> [Exercises]
(A) In the text excerpt below on validating and analyzing scalable models, what test facility is named as a place to implement distributed control regimes?
(B) Translate this sentence from the text excerpt below on validating and analyzing scalable models into French: "We could use homogeneous models, which allow one (or a few) elements to be sampled as representative of all."

> [Text excerpt]
Model validation – Scalable models from the physical sciences ( e.g., differential equations, cellular automata, nk-Boolean nets) tend to be highly abstract. Can sufficient fidelity be obtained to convince domain experts of the value of insights gained from such abstract models? We can conduct key comparisons along three complementary paths: (1) comparing model data against existing traffic and analysis, (2) comparing results from subsets of macro/meso-scale models against micro-scale models and (3) comparing simulations of distributed control regimes against results from implementations in test facilities, such as the Global Environment for Network Innovations.

Tractable analysis – The scale of potential measurement data is expected to be very large – O(10¹⁵) – with millions of elements, tens of variables, and millions of seconds of simulated time. How can measurement data be analyzed tractably? We could use homogeneous models, which allow one (or a few) elements to be sampled as representative of all. This reduces data volume to 10⁶ – 10⁷, which is amenable to statistical analyses (e.g., power-spectral density, wavelets, entropy, Kolmogorov complexity) to visualization.

(Dataset rows on where objects appear)
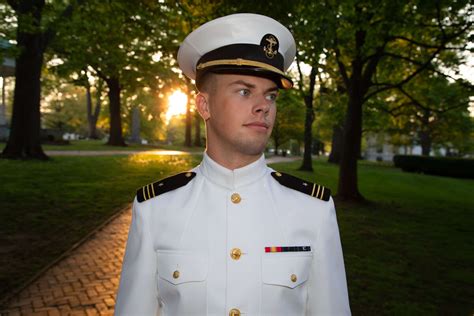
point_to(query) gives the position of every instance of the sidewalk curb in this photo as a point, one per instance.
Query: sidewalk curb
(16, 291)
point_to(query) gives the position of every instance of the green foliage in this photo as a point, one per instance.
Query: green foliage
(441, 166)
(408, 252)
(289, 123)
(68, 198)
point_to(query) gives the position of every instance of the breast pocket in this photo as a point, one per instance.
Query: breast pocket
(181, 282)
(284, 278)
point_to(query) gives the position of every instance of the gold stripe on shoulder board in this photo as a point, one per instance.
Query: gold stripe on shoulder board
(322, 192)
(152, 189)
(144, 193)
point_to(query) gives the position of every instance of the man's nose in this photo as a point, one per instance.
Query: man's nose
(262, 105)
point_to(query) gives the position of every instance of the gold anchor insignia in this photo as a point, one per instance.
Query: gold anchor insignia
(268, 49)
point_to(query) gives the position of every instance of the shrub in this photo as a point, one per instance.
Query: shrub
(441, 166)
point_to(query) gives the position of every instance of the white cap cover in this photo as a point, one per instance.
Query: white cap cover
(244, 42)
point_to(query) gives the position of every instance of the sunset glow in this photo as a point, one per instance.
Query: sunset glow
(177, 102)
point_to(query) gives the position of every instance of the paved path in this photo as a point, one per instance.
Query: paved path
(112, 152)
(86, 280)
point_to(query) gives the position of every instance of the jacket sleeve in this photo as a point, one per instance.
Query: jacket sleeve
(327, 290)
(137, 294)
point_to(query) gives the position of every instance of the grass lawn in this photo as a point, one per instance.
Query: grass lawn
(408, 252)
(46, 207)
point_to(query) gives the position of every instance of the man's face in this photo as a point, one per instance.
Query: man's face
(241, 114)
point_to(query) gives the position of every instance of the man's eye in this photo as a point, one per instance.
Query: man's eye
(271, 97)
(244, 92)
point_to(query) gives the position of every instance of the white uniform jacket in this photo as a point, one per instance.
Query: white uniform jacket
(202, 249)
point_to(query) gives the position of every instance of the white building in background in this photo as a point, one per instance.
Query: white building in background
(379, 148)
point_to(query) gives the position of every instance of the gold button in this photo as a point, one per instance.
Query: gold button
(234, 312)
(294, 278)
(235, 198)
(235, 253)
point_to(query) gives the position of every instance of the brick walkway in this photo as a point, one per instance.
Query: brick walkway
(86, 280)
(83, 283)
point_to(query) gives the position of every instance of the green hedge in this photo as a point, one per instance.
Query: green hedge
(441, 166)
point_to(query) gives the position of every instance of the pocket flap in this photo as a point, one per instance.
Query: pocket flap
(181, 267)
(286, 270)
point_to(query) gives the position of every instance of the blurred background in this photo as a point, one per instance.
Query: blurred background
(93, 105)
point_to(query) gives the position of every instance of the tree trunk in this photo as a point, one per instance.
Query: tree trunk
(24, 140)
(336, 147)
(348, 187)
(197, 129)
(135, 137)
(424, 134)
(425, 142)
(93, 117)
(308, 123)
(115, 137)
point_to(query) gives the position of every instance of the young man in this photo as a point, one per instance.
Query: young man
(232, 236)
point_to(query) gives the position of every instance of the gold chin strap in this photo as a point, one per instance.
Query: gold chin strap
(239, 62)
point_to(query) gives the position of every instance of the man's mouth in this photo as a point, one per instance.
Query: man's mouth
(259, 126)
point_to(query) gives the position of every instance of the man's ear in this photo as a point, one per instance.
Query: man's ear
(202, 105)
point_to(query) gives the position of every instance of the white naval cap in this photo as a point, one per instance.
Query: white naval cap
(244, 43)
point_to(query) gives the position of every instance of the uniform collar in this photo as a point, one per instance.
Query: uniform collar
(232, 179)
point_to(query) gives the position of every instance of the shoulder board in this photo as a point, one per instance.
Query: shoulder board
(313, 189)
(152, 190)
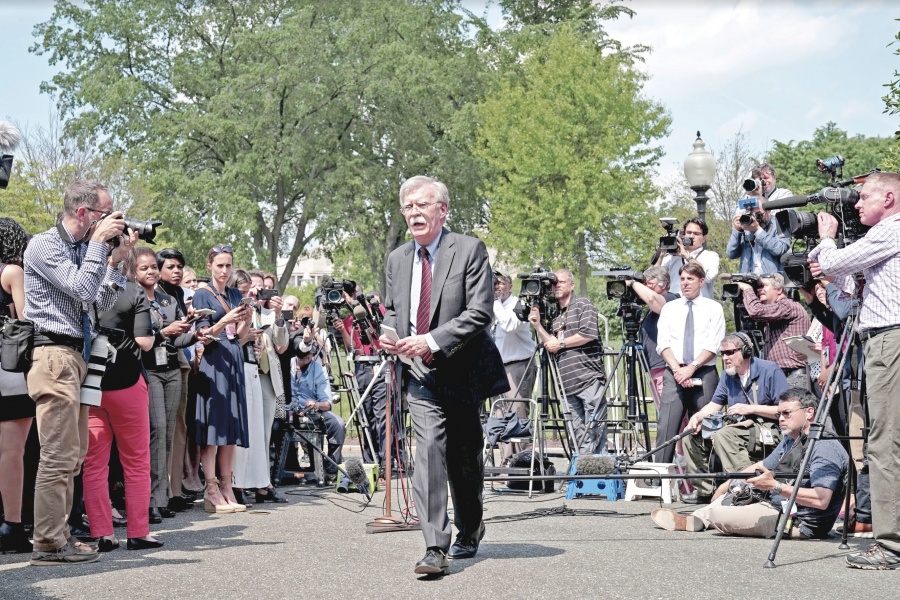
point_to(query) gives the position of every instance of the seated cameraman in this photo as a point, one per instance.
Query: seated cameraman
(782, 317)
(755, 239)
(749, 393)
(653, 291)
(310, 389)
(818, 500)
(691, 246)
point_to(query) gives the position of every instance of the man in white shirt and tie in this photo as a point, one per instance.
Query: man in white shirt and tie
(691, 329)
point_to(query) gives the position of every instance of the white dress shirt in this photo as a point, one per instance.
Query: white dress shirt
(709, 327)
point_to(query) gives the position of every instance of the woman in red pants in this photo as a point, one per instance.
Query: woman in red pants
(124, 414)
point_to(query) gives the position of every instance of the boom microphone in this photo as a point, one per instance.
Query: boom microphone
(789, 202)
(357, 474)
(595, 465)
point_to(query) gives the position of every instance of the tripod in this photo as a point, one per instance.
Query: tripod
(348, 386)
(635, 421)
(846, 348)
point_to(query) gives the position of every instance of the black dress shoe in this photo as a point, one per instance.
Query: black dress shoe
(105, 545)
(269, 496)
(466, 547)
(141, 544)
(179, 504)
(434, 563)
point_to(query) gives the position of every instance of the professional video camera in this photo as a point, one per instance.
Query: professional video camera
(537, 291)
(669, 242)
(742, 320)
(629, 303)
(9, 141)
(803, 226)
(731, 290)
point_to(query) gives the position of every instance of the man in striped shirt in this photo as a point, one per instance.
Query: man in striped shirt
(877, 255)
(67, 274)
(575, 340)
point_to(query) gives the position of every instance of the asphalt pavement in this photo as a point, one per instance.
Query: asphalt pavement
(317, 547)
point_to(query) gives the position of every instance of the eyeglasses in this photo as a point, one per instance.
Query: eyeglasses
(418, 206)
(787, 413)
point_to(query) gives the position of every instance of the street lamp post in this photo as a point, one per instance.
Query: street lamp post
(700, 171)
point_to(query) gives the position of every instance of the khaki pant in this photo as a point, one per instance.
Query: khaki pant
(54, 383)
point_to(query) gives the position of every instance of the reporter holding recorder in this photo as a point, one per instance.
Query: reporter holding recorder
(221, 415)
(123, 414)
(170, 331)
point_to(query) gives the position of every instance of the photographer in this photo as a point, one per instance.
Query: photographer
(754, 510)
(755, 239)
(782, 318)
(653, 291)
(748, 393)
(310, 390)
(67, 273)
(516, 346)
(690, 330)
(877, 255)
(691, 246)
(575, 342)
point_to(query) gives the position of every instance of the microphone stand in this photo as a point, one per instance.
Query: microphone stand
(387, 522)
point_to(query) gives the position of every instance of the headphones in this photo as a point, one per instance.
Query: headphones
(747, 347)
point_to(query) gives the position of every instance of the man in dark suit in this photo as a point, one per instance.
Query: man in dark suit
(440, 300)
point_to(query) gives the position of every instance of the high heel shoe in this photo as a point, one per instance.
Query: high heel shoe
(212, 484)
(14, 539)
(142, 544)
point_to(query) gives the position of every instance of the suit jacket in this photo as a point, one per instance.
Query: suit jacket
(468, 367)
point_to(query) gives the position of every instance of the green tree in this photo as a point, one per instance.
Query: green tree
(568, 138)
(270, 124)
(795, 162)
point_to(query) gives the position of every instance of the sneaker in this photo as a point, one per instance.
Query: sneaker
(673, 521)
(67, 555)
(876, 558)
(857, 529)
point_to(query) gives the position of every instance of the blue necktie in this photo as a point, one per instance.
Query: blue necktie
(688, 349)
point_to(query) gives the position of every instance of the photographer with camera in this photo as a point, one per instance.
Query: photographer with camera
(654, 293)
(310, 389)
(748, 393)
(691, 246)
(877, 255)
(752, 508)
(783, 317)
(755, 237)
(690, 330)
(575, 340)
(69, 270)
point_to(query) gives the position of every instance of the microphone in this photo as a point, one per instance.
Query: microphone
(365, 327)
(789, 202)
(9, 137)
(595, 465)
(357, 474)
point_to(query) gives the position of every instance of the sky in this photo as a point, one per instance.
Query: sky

> [Exercise answers]
(A) The Global Environment for Network Innovations.

(B) Nous pourrions utiliser des modèles homogènes, qui permettent d'échantillonner un élément (ou quelques-uns) comme représentatif de l'ensemble.